◆ Task instructions ◆
Using the entries below, output exactly the line containing "Would you kindly locate the groom's brown" and all lines that follow it to the end.

Source data section start

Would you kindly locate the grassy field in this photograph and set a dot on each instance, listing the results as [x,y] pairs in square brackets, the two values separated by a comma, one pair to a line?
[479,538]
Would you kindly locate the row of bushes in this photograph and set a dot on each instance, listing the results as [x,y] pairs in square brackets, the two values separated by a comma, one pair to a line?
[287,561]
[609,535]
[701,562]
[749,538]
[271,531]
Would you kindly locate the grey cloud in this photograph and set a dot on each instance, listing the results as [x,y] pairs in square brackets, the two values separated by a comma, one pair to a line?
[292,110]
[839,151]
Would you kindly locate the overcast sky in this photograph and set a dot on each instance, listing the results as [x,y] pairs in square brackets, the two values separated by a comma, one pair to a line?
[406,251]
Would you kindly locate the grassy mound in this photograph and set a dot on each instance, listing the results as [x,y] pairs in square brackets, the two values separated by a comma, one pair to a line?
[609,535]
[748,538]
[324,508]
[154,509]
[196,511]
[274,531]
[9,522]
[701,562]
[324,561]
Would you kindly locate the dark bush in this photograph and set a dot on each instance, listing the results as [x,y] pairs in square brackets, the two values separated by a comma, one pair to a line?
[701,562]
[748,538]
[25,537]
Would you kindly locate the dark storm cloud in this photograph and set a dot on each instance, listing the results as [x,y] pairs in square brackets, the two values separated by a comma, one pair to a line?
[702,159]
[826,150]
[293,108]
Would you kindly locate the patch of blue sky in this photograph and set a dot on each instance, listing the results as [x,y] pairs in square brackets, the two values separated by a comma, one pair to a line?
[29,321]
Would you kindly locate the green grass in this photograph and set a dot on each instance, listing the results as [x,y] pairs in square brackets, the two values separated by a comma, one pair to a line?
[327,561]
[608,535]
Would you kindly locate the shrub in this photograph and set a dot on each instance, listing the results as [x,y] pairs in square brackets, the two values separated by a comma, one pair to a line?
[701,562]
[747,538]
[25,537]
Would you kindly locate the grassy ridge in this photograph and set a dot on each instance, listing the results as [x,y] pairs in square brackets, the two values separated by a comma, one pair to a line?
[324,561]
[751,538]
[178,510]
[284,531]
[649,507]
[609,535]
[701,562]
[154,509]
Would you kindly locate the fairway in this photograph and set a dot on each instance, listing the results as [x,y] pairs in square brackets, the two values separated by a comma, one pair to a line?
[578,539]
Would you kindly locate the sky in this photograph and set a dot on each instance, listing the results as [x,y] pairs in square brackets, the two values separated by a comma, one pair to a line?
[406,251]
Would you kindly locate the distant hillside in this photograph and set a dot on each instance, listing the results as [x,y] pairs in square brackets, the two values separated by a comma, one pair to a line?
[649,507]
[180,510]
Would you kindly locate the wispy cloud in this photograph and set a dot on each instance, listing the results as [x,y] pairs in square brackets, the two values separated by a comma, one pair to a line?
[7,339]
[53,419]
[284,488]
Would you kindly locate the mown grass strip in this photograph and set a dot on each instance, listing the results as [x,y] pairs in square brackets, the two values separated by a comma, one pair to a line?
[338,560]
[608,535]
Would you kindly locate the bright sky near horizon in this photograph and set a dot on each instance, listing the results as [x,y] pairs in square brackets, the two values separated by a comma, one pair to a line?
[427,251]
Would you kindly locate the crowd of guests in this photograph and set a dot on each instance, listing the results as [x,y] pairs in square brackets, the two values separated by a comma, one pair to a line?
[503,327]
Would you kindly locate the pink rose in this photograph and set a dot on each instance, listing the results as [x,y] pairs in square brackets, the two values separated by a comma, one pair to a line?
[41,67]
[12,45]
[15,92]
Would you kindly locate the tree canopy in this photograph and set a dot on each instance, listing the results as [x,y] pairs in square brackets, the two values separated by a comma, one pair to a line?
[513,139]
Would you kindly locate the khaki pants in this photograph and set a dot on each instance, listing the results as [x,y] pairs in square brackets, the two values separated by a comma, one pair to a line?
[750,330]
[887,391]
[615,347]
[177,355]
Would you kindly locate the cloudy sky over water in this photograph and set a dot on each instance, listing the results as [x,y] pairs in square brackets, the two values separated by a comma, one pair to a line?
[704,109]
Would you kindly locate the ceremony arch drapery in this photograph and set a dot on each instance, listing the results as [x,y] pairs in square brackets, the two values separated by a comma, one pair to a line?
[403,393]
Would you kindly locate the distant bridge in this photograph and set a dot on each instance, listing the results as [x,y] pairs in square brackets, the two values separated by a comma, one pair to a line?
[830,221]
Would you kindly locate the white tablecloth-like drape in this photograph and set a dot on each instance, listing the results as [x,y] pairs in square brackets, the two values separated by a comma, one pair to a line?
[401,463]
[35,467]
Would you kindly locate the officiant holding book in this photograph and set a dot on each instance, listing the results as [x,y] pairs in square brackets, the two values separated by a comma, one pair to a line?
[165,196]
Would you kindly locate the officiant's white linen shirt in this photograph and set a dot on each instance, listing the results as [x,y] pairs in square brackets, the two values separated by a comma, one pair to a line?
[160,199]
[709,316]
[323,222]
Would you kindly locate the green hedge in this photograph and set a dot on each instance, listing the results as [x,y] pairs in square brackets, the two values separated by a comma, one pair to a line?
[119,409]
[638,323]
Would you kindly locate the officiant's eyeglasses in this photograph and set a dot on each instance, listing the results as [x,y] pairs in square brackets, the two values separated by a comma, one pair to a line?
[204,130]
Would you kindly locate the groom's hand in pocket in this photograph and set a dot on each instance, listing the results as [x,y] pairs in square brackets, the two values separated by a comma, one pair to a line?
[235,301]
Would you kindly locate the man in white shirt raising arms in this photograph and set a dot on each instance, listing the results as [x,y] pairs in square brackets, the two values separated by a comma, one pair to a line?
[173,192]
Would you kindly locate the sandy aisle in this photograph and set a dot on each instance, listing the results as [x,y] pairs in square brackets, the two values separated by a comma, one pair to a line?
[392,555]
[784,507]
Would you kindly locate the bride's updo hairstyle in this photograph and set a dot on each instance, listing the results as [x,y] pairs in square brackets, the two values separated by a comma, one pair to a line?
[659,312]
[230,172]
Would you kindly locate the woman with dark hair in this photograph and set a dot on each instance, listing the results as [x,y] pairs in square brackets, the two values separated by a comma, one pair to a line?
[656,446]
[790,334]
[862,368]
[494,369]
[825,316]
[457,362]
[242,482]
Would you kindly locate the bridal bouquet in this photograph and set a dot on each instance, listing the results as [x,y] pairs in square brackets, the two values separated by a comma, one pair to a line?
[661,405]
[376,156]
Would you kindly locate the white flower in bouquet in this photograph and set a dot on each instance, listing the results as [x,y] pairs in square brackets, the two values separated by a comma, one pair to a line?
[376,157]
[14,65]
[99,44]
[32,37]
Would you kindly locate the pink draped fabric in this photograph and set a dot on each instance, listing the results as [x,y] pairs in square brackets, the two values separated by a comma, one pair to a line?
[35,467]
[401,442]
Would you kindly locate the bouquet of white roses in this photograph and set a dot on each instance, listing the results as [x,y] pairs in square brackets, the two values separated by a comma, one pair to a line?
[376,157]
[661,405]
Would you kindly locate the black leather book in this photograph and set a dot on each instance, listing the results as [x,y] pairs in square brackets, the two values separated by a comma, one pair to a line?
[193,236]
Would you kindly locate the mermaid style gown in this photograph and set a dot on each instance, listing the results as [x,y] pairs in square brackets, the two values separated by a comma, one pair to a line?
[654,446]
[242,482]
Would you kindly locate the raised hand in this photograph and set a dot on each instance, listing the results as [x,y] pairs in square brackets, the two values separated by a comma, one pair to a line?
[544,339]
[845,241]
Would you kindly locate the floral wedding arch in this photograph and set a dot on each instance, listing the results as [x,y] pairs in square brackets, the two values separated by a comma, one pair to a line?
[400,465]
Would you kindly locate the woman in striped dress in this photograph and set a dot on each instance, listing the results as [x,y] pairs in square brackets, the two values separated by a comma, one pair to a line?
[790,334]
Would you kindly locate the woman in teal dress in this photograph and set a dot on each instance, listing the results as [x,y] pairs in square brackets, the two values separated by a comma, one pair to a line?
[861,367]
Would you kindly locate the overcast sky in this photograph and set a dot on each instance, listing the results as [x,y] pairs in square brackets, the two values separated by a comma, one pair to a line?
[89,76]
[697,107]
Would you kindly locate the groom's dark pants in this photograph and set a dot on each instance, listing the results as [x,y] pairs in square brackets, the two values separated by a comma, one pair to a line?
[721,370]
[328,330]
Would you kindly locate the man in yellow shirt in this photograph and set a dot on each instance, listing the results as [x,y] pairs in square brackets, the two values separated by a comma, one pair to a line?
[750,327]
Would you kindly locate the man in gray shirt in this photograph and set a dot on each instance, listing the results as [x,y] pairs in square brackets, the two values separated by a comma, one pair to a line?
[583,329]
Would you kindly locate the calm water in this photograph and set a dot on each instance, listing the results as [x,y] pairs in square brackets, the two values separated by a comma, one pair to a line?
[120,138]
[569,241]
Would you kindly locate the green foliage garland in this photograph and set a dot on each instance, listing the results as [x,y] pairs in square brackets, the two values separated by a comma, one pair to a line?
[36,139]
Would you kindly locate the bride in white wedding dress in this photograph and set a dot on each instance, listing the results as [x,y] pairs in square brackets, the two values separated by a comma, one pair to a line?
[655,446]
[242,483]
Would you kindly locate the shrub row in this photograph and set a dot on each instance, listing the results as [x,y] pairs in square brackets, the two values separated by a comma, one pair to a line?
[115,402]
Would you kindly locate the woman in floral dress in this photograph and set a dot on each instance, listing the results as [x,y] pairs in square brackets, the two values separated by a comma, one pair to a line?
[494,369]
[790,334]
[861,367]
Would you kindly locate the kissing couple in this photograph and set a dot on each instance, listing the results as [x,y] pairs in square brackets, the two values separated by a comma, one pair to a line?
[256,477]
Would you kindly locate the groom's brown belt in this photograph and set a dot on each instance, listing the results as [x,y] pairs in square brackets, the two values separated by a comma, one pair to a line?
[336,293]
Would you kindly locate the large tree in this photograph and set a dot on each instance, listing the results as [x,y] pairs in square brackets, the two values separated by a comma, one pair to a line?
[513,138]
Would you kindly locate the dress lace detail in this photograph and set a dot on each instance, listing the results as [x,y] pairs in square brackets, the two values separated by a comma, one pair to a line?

Source data section end

◆ Response box ◆
Would you kindly locate the groom's brown belt in this photograph and set a dot on each instance, listing the results as [x,y] pairs in square brackets, the two values separated by a comma, one pair to a line?
[336,293]
Would you kindly locate the large tree in this photograph and set a dot on each instance, listing the results as [x,y] pairs in square brackets, the two values separated by a comma, one pair to a line?
[513,138]
Would you kindly locate the dress lace detail in this photograph and set a dot on each instance, listing the results as [x,y] pairs in square brackets, the two values separated by a comma, one pair to a line?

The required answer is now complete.